Convert the rows starting with the line containing "One pin marks each instance of the handwritten" and going on through the line containing "(1010, 363)" into a JSON list of strings, one string per line, omitting blank lines.

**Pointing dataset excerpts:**
"""

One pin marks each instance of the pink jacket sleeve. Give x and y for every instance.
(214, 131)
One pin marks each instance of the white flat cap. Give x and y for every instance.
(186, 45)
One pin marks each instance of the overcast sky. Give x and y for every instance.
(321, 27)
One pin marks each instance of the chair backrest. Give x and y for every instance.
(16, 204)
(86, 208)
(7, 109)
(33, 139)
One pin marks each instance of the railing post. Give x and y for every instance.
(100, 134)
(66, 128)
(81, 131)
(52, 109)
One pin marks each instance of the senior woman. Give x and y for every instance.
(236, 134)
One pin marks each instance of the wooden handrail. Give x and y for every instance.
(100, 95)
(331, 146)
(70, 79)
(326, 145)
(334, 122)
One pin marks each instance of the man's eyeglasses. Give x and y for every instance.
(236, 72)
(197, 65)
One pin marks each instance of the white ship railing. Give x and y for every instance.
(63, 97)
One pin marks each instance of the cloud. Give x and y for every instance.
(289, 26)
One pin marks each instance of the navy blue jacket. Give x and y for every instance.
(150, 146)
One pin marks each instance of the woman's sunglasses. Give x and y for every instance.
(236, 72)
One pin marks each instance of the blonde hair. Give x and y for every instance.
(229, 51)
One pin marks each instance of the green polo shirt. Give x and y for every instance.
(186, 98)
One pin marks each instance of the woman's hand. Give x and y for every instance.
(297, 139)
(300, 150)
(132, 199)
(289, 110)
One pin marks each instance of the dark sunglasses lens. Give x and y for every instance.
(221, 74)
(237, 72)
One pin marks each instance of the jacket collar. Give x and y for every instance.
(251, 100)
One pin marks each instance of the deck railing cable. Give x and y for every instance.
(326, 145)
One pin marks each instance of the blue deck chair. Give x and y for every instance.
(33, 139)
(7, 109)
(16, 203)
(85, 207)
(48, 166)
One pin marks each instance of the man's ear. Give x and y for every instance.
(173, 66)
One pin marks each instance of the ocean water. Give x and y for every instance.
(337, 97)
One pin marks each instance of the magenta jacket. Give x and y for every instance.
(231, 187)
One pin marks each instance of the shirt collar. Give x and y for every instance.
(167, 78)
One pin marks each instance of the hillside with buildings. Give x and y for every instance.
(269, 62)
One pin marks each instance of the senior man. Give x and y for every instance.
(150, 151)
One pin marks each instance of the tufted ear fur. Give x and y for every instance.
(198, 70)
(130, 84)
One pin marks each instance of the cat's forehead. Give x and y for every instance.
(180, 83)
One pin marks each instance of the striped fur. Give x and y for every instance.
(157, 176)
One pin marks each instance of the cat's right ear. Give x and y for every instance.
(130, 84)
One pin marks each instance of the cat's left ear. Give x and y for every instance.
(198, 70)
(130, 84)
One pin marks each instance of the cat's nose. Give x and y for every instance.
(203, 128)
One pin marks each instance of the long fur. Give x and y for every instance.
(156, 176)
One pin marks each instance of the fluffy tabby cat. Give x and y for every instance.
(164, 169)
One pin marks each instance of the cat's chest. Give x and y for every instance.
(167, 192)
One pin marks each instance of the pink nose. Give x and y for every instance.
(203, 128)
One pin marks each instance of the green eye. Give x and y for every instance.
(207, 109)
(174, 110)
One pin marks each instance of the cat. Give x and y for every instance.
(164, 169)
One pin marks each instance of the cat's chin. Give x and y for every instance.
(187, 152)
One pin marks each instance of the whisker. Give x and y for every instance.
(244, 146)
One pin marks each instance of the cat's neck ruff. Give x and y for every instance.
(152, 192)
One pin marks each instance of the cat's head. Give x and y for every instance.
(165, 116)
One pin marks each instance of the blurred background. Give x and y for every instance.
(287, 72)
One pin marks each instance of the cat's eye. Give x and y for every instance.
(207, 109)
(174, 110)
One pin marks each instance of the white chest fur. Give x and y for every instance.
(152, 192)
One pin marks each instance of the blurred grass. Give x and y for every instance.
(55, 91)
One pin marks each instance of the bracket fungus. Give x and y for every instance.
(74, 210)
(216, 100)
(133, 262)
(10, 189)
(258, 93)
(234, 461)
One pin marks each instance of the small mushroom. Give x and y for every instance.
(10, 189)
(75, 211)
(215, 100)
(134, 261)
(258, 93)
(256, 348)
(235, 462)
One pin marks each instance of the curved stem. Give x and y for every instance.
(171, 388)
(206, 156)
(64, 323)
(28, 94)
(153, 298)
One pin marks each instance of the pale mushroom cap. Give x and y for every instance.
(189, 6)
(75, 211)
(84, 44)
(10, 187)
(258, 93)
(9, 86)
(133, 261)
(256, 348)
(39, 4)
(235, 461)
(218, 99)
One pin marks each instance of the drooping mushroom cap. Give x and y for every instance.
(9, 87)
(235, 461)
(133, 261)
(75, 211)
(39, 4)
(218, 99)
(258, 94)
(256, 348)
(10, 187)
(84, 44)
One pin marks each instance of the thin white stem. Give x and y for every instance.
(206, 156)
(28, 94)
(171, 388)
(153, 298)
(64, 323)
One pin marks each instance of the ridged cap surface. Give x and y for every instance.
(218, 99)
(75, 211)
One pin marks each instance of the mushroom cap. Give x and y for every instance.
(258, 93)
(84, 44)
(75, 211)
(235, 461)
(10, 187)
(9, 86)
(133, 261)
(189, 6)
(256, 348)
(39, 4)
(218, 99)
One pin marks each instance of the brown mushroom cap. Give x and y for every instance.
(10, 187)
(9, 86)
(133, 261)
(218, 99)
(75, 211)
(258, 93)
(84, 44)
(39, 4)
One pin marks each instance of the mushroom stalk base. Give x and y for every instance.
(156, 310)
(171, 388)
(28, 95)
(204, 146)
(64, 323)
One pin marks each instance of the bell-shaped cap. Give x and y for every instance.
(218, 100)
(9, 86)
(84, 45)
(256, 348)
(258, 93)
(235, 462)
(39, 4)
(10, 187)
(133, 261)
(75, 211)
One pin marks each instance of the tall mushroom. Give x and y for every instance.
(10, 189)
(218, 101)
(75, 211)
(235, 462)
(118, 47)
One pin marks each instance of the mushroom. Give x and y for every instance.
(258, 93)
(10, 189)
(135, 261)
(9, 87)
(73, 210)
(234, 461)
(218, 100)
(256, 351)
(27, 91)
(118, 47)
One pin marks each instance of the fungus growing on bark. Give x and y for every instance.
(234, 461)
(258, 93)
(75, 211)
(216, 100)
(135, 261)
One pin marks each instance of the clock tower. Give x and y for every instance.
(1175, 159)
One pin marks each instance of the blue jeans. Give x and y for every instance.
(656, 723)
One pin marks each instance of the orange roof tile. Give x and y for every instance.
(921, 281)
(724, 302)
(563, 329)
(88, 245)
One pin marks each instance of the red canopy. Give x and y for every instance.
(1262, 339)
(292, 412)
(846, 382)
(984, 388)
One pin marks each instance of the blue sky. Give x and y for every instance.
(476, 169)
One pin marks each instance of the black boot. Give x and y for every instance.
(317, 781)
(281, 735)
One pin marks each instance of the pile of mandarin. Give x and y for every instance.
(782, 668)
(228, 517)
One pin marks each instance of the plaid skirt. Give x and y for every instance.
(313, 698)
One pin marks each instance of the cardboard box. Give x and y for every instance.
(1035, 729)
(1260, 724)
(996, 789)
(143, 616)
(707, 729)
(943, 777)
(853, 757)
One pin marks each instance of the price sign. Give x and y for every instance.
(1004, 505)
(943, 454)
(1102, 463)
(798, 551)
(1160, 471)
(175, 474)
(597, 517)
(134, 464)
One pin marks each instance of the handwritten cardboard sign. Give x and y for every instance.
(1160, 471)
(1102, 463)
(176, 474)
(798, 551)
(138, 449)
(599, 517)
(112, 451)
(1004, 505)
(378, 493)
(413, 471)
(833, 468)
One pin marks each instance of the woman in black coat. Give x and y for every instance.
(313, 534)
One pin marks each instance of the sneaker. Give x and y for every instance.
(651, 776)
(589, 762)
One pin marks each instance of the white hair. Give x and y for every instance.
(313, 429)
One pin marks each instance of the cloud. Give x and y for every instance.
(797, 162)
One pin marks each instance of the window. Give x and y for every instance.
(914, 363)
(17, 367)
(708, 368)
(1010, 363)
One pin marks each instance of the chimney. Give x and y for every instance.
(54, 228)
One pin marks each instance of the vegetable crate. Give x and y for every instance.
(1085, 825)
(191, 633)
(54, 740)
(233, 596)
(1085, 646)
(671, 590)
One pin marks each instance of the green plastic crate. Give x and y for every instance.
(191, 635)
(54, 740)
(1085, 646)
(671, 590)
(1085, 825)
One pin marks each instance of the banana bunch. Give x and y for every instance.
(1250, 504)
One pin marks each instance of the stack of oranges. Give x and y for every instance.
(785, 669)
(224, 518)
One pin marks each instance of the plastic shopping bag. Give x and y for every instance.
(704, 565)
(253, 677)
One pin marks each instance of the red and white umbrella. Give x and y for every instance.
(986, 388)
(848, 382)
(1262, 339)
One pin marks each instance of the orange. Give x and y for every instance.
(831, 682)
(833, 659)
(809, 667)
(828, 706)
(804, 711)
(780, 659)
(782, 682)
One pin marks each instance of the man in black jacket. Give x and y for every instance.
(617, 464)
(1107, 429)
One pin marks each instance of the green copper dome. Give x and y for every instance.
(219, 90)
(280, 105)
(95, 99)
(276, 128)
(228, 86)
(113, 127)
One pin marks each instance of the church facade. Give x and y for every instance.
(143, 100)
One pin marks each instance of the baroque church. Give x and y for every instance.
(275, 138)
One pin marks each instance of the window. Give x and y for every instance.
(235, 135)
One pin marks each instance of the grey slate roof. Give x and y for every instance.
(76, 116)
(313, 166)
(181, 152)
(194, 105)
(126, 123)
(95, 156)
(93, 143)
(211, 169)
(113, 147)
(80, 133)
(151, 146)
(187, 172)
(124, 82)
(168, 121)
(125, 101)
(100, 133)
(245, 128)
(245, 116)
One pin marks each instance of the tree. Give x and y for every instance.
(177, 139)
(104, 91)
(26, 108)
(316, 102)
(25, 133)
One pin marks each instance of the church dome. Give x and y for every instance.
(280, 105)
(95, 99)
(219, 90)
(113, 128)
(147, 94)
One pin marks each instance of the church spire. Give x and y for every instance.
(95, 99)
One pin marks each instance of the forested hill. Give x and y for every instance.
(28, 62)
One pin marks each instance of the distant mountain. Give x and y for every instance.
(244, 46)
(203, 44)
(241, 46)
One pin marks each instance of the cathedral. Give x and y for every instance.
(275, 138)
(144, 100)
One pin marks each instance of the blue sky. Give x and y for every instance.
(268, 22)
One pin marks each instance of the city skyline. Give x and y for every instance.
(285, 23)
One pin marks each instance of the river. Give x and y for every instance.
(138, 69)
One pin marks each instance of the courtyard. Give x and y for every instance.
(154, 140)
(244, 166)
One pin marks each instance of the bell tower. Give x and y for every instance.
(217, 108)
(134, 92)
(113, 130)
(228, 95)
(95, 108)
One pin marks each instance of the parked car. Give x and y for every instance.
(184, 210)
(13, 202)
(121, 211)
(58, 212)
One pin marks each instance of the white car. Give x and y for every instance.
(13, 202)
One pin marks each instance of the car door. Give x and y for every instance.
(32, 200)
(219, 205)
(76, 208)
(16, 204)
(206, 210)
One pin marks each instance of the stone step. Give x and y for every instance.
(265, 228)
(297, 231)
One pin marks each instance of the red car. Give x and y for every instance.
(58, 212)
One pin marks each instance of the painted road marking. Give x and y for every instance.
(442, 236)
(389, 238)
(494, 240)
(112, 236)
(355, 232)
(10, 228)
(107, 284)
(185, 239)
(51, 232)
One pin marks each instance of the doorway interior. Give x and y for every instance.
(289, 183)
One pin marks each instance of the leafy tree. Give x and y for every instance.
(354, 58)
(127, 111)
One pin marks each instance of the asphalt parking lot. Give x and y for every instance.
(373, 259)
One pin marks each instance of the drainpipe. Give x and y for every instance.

"""

**EXERCISE RESULT:**
[
  "One pin marks each instance of the handwritten cardboard sign. Give x and y for every instance.",
  "(1160, 471)",
  "(1102, 463)",
  "(176, 474)",
  "(798, 551)",
  "(138, 449)",
  "(599, 517)",
  "(112, 451)",
  "(1004, 505)",
  "(378, 493)",
  "(413, 471)",
  "(833, 468)",
  "One pin marks each instance of the woman in black coat. Give x and y for every instance.",
  "(313, 534)",
  "One pin marks each instance of the sneaker. Give x and y for every instance.",
  "(651, 776)",
  "(589, 762)",
  "One pin marks each instance of the white hair. Give x and y for every instance.",
  "(313, 429)",
  "One pin marks each instance of the cloud. Give x and y for every instance.",
  "(797, 162)",
  "One pin marks each instance of the window. Give x and y for every instance.",
  "(914, 363)",
  "(17, 367)",
  "(708, 368)",
  "(1010, 363)"
]